## Begin Supplied information

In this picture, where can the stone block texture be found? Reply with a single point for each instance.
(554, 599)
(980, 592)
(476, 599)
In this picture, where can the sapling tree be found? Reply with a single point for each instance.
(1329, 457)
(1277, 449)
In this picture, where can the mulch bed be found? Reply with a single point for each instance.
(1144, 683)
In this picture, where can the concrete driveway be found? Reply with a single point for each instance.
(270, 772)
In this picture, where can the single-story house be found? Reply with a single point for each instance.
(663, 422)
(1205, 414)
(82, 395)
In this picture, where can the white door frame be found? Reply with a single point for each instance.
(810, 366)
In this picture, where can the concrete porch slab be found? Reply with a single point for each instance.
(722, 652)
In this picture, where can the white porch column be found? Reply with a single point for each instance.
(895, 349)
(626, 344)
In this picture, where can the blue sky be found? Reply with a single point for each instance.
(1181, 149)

## End Supplied information

Retype every one of the records above, character for character and in the same order.

Written solution |
In this picture, where can the stone block texture be found? Reply with a single point for each instance.
(554, 599)
(980, 592)
(476, 599)
In this picture, where can the sapling tree be found? Reply with a single point for each instance.
(1329, 457)
(1277, 449)
In this picture, where can the mulch bed be found? Reply with a single point for each instance.
(1144, 683)
In this picture, where can the concrete driveway be found? Reply with a single point for each instance.
(270, 772)
In this picture, where can the single-story house be found? Reply with a single point for each instance.
(663, 422)
(1205, 414)
(82, 395)
In this picture, where can the white door frame be found? Reply with a single point for each instance.
(810, 366)
In this picture, where can the concrete porch slab be found? Reply with a single point for each instance.
(722, 652)
In this picture, where can the white porch column be found? Reply with a single point for each instance.
(895, 349)
(626, 344)
In this picture, where can the blue sky be found? Reply with a single point for each instance.
(1181, 149)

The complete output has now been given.